[Short problem]:
From the line containing "For every instance of the tiled" down to the last line of the records below, copy every line exactly. Leave out everything before it.

*** Dataset records ***

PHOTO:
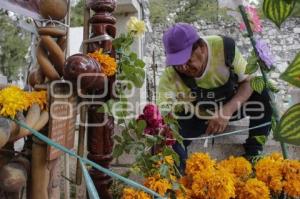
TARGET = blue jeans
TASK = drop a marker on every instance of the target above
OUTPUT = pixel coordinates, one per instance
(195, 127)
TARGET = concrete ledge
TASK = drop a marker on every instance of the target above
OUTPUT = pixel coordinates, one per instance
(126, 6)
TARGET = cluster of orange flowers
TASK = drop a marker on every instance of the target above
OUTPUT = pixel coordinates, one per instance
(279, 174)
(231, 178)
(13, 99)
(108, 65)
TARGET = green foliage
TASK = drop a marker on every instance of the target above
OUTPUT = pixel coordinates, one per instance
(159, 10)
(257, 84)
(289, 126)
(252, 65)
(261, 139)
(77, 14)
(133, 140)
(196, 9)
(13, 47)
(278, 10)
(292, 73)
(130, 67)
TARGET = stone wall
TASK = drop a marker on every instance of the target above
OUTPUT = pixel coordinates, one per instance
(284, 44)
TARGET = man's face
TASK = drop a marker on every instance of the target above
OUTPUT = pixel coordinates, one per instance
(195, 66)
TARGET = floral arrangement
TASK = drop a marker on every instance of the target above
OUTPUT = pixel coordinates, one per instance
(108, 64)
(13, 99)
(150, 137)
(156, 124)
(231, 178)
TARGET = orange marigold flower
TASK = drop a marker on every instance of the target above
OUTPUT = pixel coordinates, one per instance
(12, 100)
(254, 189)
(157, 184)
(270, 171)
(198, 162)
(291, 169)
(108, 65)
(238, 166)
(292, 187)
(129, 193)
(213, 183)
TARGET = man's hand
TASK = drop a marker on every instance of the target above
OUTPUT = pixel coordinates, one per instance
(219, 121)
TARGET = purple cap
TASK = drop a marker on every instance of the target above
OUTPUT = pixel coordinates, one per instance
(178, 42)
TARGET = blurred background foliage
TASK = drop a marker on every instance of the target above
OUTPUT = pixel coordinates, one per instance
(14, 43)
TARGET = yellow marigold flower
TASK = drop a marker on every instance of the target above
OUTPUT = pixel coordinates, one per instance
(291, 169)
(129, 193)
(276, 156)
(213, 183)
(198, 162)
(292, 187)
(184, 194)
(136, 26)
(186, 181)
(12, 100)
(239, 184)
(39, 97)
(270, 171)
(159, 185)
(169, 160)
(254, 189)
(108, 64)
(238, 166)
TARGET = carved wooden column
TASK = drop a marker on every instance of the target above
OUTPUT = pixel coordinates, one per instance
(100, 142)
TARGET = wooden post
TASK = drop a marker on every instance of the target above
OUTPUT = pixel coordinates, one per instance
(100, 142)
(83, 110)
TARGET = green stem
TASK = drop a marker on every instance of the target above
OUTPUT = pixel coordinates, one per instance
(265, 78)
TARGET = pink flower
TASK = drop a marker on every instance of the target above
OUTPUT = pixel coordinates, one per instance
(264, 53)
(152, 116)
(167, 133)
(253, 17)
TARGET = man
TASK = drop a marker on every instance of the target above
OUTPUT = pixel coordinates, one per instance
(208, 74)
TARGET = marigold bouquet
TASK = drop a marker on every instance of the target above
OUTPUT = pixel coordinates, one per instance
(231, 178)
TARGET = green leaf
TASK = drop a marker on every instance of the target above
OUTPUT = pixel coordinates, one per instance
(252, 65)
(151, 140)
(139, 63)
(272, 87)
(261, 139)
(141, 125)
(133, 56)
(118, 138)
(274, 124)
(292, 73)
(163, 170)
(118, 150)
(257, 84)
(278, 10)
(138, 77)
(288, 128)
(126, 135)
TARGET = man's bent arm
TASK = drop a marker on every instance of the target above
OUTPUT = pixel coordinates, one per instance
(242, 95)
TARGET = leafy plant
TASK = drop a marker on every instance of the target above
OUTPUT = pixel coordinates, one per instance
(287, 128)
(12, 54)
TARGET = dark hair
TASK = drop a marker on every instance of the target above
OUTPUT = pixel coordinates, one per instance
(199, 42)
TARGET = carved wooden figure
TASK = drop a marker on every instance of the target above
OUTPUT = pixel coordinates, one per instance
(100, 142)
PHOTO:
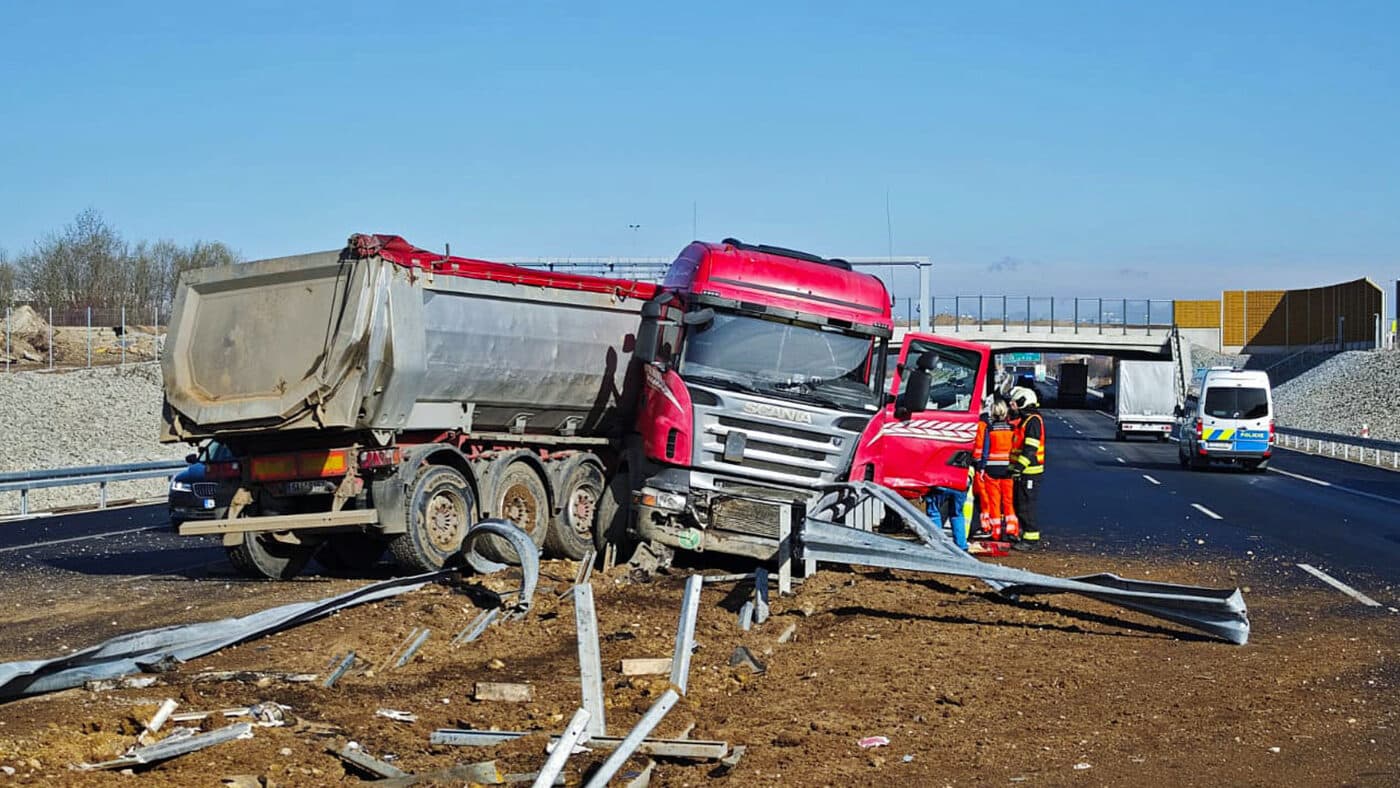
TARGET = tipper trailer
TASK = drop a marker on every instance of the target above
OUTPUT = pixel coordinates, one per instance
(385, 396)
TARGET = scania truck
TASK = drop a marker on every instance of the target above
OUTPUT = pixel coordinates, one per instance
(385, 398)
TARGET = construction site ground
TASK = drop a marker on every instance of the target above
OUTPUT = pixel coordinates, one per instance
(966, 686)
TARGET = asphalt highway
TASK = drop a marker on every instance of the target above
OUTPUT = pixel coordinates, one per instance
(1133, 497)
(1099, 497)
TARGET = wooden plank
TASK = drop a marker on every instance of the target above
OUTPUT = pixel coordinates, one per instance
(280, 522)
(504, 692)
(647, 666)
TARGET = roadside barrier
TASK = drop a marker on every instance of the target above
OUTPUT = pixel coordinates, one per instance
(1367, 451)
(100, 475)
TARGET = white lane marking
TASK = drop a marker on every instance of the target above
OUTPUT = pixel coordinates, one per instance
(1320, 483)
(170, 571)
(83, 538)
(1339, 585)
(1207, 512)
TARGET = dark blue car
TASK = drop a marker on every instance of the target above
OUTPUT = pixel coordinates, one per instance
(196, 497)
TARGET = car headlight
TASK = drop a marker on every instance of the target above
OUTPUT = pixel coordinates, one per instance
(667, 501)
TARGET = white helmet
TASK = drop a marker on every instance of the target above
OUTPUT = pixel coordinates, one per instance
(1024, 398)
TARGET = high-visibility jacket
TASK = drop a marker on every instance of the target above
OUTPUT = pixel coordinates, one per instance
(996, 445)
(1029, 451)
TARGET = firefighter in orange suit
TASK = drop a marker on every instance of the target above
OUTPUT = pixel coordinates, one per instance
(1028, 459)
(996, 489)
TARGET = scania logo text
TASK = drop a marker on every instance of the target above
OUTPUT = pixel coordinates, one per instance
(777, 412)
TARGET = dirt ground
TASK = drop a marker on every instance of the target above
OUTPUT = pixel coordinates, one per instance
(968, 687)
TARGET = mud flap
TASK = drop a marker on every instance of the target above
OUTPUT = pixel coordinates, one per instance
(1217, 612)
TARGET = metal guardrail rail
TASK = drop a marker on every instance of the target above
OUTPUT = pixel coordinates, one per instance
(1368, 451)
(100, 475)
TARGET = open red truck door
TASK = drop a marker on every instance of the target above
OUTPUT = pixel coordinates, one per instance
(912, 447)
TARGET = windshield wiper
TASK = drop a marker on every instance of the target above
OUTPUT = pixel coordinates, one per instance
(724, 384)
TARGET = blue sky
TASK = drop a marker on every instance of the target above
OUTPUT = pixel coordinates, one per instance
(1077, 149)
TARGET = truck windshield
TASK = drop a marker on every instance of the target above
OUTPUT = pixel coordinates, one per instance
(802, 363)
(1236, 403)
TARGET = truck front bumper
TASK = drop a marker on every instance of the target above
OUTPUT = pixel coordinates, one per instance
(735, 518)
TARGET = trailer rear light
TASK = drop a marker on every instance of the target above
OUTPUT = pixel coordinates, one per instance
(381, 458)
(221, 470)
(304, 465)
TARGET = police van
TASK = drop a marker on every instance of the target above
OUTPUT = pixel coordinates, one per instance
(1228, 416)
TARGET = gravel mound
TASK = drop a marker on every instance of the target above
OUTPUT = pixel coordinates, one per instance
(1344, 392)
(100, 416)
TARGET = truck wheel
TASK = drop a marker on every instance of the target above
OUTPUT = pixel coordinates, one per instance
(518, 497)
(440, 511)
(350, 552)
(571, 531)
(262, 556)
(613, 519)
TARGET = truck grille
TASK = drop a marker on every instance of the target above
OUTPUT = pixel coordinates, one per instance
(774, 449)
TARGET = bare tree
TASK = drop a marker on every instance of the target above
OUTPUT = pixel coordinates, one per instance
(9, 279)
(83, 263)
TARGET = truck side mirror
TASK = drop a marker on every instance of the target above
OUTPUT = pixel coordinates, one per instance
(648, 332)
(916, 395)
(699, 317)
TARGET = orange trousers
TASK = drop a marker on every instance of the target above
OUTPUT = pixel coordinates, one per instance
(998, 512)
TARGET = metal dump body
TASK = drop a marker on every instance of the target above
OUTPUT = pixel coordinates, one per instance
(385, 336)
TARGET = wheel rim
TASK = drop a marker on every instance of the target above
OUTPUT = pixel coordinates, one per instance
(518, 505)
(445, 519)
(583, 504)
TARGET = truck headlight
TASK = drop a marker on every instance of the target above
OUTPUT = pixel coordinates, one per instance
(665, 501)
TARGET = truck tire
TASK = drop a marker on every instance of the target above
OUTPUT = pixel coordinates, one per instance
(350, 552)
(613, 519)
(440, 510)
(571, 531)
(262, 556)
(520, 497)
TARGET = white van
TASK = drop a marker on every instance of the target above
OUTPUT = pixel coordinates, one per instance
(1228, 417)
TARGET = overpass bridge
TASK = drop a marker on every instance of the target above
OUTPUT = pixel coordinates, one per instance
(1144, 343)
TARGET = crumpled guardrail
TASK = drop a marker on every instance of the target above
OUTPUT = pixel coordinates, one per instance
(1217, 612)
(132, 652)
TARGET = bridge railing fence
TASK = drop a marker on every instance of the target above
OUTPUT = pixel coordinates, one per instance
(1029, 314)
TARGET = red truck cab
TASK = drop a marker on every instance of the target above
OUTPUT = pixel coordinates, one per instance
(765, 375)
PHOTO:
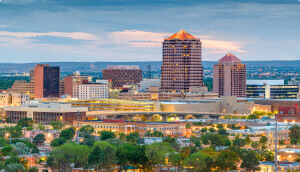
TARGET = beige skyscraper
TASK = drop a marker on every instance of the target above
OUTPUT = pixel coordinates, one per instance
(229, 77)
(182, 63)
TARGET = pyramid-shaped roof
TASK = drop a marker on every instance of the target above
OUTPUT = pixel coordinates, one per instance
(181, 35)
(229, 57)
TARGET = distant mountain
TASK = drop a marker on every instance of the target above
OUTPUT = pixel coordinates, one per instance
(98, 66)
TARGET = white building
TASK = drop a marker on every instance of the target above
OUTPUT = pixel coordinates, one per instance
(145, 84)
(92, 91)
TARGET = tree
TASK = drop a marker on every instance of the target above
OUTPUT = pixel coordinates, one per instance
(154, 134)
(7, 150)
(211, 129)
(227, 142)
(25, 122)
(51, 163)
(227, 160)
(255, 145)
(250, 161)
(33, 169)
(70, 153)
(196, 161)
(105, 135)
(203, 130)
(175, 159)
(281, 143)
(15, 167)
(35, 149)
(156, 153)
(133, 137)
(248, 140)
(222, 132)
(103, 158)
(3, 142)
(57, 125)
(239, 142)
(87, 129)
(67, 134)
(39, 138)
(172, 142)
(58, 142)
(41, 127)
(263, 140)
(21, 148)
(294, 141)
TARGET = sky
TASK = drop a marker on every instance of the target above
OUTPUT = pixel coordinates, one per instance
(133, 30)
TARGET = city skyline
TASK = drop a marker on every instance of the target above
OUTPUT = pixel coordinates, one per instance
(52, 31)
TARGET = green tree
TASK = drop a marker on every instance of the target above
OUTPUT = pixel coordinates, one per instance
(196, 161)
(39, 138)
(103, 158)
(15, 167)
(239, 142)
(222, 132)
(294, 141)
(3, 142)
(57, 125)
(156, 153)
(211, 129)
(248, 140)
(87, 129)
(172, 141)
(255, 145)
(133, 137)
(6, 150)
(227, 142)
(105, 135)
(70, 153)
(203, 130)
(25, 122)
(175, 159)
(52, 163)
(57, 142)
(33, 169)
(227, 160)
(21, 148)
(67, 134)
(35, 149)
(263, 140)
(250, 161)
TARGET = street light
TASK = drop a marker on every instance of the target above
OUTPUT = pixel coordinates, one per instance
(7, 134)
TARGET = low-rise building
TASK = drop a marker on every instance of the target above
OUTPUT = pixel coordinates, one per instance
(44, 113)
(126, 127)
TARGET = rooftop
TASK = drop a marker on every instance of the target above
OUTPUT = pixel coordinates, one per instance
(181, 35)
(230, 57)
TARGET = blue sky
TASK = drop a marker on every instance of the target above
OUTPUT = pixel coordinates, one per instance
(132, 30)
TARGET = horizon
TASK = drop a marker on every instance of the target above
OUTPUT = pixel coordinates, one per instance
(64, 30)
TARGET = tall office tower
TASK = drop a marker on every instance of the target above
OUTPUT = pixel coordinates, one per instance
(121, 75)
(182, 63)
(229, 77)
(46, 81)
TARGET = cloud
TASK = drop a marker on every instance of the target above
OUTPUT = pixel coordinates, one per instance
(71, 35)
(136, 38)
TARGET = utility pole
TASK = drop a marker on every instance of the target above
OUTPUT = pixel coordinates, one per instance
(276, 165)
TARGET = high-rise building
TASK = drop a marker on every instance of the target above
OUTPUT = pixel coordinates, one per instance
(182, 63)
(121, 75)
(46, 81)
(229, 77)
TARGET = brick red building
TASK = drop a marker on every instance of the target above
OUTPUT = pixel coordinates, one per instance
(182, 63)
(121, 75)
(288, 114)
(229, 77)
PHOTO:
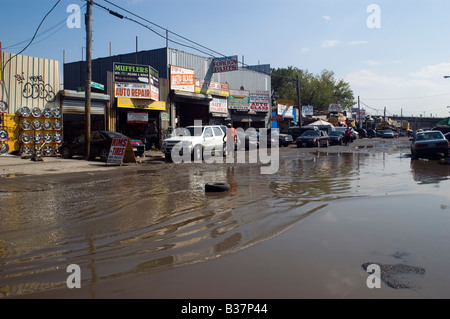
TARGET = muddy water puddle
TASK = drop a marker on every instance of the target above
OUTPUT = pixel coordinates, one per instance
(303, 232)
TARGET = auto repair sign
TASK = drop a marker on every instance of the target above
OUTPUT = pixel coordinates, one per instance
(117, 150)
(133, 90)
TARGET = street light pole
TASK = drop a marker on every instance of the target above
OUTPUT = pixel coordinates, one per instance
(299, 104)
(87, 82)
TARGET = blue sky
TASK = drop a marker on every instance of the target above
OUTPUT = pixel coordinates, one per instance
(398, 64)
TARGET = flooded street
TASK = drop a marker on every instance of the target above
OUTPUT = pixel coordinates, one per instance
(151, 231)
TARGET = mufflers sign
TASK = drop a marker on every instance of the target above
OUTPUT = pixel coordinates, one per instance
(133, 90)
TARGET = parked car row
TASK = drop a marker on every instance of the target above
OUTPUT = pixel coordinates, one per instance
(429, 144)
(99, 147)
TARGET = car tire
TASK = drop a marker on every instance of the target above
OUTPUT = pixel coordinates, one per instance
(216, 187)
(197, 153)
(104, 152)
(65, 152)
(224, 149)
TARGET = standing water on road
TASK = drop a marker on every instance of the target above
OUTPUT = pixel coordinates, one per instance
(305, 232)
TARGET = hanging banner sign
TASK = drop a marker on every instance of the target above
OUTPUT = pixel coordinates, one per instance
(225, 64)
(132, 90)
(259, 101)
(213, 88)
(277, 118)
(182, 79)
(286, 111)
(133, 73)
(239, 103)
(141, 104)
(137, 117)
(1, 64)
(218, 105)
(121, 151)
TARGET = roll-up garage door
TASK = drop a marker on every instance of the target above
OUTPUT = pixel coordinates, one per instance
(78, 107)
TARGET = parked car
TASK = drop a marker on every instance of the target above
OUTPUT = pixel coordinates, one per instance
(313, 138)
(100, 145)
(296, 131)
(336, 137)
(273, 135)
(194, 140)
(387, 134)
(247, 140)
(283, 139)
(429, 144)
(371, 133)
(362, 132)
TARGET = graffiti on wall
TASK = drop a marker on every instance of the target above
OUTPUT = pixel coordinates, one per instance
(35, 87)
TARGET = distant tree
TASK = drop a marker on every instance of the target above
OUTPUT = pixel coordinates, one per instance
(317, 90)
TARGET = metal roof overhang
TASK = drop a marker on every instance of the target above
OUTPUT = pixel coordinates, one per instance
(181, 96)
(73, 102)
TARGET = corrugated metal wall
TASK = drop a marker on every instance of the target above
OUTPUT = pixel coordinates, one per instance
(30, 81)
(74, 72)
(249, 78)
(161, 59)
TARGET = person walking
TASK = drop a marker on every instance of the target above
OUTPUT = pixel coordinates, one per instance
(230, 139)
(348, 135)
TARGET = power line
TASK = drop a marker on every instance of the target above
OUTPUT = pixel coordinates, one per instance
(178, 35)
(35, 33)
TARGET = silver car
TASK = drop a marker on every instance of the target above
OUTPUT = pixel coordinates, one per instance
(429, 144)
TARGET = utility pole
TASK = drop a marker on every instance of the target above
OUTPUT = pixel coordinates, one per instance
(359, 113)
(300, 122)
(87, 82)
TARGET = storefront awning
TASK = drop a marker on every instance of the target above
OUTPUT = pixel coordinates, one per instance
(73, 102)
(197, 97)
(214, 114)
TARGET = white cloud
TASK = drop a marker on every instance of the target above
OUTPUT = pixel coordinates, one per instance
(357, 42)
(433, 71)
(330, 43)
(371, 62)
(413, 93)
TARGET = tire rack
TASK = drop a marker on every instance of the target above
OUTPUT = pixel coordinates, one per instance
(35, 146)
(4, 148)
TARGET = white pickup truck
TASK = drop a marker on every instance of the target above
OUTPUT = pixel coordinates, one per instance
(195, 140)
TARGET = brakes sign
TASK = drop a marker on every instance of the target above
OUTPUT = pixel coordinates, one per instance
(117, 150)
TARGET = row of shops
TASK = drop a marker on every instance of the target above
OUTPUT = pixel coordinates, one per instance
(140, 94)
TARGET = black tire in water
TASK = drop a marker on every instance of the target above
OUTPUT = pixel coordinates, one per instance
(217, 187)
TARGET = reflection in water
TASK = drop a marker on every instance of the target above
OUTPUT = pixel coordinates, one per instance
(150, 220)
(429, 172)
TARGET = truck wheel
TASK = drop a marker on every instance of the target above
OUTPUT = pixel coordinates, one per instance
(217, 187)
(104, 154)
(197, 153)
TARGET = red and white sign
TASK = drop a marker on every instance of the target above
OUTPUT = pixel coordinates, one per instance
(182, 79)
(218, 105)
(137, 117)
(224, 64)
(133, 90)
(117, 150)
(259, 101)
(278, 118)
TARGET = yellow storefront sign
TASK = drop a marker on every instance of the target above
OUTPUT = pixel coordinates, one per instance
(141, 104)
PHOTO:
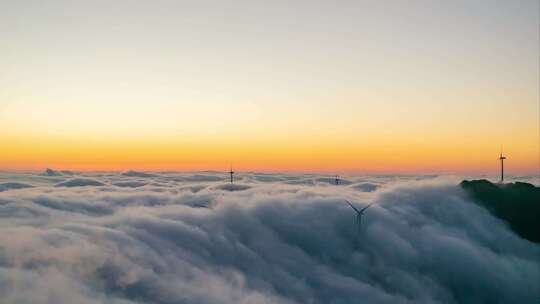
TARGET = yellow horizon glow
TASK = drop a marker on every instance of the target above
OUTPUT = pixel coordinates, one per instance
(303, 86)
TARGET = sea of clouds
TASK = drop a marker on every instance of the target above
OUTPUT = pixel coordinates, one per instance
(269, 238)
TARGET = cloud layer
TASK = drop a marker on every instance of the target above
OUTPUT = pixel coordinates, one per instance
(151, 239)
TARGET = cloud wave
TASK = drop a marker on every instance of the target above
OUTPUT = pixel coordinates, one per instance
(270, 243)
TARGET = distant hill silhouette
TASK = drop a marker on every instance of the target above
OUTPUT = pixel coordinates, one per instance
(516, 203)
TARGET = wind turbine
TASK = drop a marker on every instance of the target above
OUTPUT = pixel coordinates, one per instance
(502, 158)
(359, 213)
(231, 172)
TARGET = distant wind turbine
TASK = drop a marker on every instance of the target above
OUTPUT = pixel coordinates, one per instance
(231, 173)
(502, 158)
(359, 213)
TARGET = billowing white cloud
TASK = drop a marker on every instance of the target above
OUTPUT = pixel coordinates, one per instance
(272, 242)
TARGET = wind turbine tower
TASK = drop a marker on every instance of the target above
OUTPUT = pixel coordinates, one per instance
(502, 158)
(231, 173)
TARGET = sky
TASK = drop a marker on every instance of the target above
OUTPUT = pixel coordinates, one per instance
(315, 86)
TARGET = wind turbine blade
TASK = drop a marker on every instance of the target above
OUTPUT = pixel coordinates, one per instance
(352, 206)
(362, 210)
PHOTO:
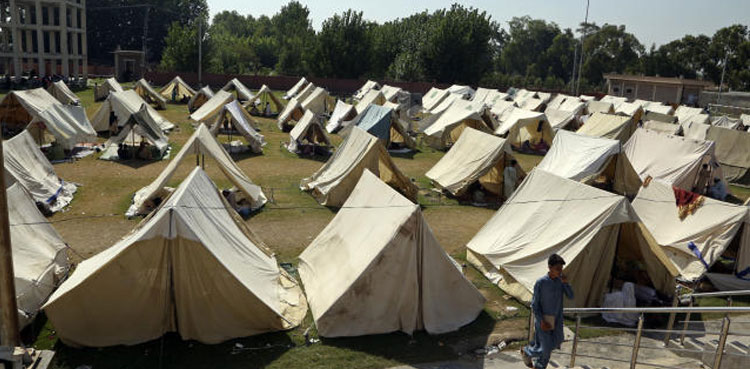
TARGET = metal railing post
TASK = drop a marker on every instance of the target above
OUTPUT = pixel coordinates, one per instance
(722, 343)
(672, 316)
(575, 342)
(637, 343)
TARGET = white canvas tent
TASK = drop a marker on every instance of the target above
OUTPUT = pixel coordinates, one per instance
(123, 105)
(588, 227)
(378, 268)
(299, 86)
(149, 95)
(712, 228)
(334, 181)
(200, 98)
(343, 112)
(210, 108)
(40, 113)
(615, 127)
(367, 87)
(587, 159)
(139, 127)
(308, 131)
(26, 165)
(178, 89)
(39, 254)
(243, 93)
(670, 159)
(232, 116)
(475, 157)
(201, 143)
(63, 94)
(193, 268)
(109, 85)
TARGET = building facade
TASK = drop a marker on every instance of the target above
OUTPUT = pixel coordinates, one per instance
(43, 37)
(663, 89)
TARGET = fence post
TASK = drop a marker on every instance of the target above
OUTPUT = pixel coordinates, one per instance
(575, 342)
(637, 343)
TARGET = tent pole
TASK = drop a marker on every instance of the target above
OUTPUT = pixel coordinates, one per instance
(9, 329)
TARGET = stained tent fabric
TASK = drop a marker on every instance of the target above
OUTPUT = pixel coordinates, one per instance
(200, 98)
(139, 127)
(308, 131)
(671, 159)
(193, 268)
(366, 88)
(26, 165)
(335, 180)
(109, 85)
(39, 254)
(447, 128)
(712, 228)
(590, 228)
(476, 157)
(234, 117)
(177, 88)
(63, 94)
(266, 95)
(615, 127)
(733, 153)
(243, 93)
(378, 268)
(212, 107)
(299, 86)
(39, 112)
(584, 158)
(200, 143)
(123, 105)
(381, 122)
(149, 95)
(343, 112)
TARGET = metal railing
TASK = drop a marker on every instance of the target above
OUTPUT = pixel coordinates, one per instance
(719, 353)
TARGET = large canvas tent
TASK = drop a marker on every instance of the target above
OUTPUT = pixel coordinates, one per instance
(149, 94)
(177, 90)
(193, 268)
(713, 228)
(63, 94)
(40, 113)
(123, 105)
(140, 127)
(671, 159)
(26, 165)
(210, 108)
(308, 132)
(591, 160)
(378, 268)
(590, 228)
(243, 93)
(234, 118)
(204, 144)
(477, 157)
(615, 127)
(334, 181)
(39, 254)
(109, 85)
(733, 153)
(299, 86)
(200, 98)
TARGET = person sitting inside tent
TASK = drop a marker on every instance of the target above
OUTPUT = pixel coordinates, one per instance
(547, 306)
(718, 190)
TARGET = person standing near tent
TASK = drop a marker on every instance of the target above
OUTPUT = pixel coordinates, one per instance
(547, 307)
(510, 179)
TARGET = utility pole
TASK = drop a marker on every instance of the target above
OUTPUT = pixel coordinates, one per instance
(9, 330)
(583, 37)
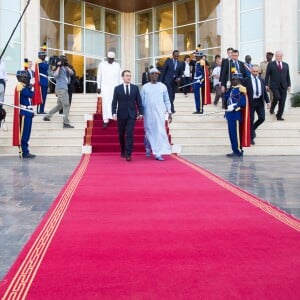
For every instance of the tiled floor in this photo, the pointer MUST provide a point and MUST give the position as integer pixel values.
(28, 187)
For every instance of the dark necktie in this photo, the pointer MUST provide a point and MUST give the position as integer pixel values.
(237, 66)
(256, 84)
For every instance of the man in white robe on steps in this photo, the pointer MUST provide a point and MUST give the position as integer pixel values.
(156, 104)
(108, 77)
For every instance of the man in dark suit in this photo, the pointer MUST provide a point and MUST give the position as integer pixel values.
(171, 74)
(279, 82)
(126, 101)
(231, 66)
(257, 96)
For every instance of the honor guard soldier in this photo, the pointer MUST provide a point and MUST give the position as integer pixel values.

***

[Answer below]:
For every instance of the tiled floor in this photo, the pointer MUST provide a point and MUST give the position as integer pixel values.
(28, 187)
For every instance of the dark necktie in this photo, the pointer MUST provide a point and MUST give the position as integer pixel values.
(237, 66)
(256, 84)
For every instance of the man in white robe on steps in this photo, the pointer MUST provide a point and MUST give the position as integer pixel values.
(156, 104)
(108, 77)
For every instance of the man in dark suit in this photo, the pointer MUST provide a point and MUST give the position as integer pixel values.
(171, 74)
(279, 82)
(126, 101)
(231, 66)
(257, 96)
For every instance of the honor guard soldier in this photo, the pointer MUST provide a point and MUST give the position as integer pixel values.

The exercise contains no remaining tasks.